----- Text -----

ONE: Billions-zillions of years ago the world was in a state of chaos. Then, for some obscure reason, often described as the Big Bang, the chaos imploded and since then has been evolving from the simple to the complex – from some primary cell all the way to Richard Dawkins.

TWO: The world has existed in eternity.

THREE: The world self-created out of nothing.

FOUR: God originally created the world as some kind of primary matter and then guided its evolution to its present state.

FIVE: The world was created by God in its complete form and has been deteriorating ever since.

Of these, only FIVE doesn’t clash with the Laws of Thermodynamics: the First Law, stating that nothing comes out of nothing (ex nihilo nihil fit), and the Second, stating that, left to themselves, all natural processes develop towards increasing entropy, that is chaos and disorder.

Scientists object that both Laws talk about a closed system, which the Earth isn’t because it receives energy from outside sources, mainly the Sun. However, they flounder when asked how then the two Laws were discovered in the first place – and they are laws, not theories like Darwinism. For that to happen, they had to be proved to work universally, meaning they also apply to the problem at hand.  

Hence ONE contradicts the fundamental, empirically established Second Law of Thermodynamics. Evolution, a spontaneous, gradual increase in the complexity of proteins all the way to man, is impossible – no matter how many trillions-zillions of years we assign to this process. The Law says that under no conditions can chaos develop into order.

TWO also clashes with the Second Law. If our universe had no beginning in time, by now it would have sunk into chaos. No organised structures we observe in such abundance (such as man himself) would exist.

THREE clashes with the First Law, according to which energy, and therefore matter (e = mc2), can’t appear out of nothing. And before things evolve, they have to be.

FOUR, which is theistic evolution popularised, among others, by Teilhard de Chardin,runs into the same objections as ONE. It doesn’t matter whether evolution was started by Darwin or God – if ameliorating development towards greater order and complexity were possible, the Second Law wouldn’t have been discovered at all.

FIVE, thus, is the only version that agrees with both laws. God created matter – it didn’t appear out of nothing by itself, which the First Law says is impossible. Original sin then compromised not only man but also the material world, which since then has been steadily deteriorating in accordance with the Second Law.

Believing in Darwinian evolution as an all-encompassing explanation is therefore tantamount to rejecting the Laws of Thermodynamics, which is a possible position to take. It doesn’t, however, quite tally with the belief that atheism is based on science, while religion comes from nothing but blind faith.

For almost two centuries now Darwinism has been given the benefit of the doubt it doesn’t merit. Since it has wide political and social applications, this slipshod, unscientific theory has been touted as fact.

It isn’t. If it were, it wouldn’t be called a theory any longer. In fact, few theories in the history of science have survived for more than a generation or two. They are either proved to be scientific facts (like the Laws of Thermodynamics) or else consigned to museums of past curiosities.

Darwinism survives because it neatly dovetails with modernity’s other pet theories, such as Marxism. Both equip it with the false notion of progress, on which it depends for self-vindication.

That notion is as vulgar as our materialist modernity itself – for all the sophisticated gadgetry with which it masks its vulgarity and intellectual paucity.

 

 

 

 

 

 

 

 

 

 

 

 

 

2 thoughts on “And on the seventh day Darwin rested”

  1. Mr Boot

    Whilst explanation number 5 does indeed seem the most plausible, I have difficulty understanding. When was this complete form of the world? was it prior to the dawn of man? It does strike me as somewhat bizarre that God would choose to create horrific lizards and the like before getting around to a creature made in His image.

    Isaac Thompson.

    1. “It does strike me as somewhat bizarre that God would choose to create horrific lizards and the like before getting around to a creature made in His image.”

      Maybe he was preparing the party before inviting the guest.

----- Data under study -----

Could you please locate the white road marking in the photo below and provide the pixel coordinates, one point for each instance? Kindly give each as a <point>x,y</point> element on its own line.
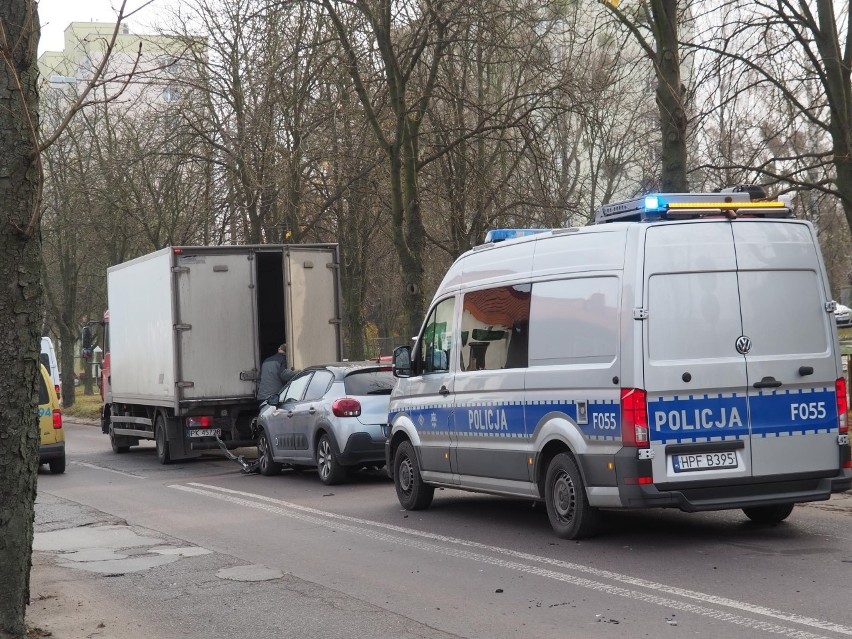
<point>413,539</point>
<point>109,470</point>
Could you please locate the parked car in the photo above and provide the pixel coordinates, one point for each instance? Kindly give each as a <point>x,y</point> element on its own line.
<point>48,358</point>
<point>331,417</point>
<point>52,449</point>
<point>843,315</point>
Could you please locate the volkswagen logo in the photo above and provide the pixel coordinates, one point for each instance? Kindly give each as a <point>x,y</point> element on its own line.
<point>743,344</point>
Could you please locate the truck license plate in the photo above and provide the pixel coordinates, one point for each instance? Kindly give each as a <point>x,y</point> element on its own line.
<point>704,461</point>
<point>204,432</point>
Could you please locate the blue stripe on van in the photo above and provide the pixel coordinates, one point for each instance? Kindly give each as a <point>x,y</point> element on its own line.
<point>718,417</point>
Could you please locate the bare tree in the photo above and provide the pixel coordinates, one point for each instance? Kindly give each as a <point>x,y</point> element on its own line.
<point>655,27</point>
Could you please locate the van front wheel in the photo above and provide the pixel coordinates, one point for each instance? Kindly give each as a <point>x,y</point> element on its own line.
<point>411,490</point>
<point>568,507</point>
<point>769,514</point>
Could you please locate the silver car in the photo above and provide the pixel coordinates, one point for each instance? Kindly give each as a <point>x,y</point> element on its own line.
<point>331,417</point>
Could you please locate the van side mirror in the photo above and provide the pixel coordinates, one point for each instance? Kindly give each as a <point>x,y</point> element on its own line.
<point>402,361</point>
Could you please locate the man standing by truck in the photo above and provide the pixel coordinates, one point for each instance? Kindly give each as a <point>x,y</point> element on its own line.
<point>274,373</point>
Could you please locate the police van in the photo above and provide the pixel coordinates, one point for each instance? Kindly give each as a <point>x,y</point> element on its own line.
<point>679,353</point>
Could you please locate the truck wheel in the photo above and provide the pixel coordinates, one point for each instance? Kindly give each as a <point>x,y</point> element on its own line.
<point>114,442</point>
<point>330,470</point>
<point>411,490</point>
<point>57,466</point>
<point>769,514</point>
<point>268,467</point>
<point>162,443</point>
<point>565,497</point>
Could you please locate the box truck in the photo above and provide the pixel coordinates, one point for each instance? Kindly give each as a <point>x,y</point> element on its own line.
<point>188,329</point>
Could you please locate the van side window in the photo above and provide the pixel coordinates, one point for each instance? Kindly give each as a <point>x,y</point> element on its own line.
<point>574,321</point>
<point>495,328</point>
<point>436,344</point>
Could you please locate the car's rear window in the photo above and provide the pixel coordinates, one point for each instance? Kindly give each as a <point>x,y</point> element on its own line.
<point>43,395</point>
<point>369,383</point>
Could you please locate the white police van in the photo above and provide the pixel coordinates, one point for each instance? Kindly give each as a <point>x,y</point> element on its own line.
<point>679,353</point>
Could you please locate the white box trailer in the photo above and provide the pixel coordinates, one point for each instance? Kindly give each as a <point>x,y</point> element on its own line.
<point>189,328</point>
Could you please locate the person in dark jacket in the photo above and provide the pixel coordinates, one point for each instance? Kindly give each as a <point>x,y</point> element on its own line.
<point>274,373</point>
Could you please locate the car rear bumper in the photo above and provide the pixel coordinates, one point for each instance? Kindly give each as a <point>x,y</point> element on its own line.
<point>51,451</point>
<point>756,492</point>
<point>361,448</point>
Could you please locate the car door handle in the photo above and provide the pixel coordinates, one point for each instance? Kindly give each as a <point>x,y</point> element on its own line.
<point>767,382</point>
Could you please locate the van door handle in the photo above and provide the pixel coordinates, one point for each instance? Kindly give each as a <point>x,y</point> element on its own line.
<point>767,382</point>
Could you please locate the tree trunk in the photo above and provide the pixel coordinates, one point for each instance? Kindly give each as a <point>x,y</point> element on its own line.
<point>21,305</point>
<point>670,98</point>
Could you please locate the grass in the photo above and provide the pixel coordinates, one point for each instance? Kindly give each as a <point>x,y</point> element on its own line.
<point>85,406</point>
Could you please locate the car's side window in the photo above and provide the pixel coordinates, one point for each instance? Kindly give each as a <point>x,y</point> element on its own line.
<point>436,344</point>
<point>296,388</point>
<point>319,384</point>
<point>495,328</point>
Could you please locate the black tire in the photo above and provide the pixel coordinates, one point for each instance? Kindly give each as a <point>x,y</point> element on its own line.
<point>330,470</point>
<point>118,442</point>
<point>413,493</point>
<point>769,514</point>
<point>163,455</point>
<point>57,466</point>
<point>268,467</point>
<point>568,507</point>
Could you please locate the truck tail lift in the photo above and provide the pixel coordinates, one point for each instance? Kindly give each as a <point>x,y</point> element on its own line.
<point>737,201</point>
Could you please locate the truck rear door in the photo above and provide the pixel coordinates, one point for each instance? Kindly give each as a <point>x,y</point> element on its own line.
<point>695,378</point>
<point>791,365</point>
<point>215,325</point>
<point>311,276</point>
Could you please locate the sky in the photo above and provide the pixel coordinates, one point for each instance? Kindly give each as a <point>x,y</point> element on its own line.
<point>56,15</point>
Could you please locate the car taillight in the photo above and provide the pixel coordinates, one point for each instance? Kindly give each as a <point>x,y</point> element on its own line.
<point>199,421</point>
<point>634,418</point>
<point>346,407</point>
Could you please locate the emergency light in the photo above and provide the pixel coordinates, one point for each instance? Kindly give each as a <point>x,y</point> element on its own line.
<point>750,200</point>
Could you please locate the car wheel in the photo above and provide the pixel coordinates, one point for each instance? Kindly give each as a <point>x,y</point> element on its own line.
<point>117,442</point>
<point>330,470</point>
<point>413,493</point>
<point>162,444</point>
<point>769,514</point>
<point>268,467</point>
<point>57,466</point>
<point>568,507</point>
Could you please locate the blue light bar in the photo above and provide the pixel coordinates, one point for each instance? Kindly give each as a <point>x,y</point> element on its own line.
<point>652,203</point>
<point>498,235</point>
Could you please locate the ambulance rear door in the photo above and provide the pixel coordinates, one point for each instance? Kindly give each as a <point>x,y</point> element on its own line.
<point>788,347</point>
<point>696,380</point>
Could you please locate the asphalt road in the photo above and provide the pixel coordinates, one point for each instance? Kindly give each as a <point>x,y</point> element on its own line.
<point>347,561</point>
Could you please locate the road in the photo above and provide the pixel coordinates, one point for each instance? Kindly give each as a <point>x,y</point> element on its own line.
<point>228,554</point>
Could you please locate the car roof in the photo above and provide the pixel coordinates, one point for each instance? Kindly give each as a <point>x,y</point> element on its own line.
<point>342,369</point>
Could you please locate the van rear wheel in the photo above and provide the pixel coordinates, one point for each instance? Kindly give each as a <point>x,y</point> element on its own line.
<point>568,507</point>
<point>769,514</point>
<point>413,493</point>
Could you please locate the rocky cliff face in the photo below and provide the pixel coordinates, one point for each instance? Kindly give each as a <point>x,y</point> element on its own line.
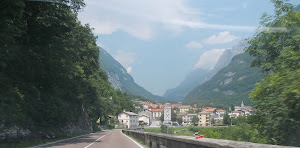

-----

Prompt 1
Quote the essay on Darwinism starting with "Darwinism survives because" and going on through "depends for self-vindication.".
Prompt 2
In the essay on Darwinism, restate the paragraph that begins "Scientists object that both Laws" in fewer words while keeping its main points.
Work from the essay on Darwinism alone, not the data.

Written reply 1
Darwinism survives because it neatly dovetails with modernity’s other pet theories, such as Marxism. Both equip it with the false notion of progress, on which it depends for self-vindication.

Written reply 2
Scientists object that both Laws apply to closed systems. The Earth is not one, since it receives outside energy, chiefly from the Sun. They struggle, however, to explain how the Laws were discovered at all. These are laws, not theories like Darwinism, so they had to be proved to work universally, which means they also apply to this problem.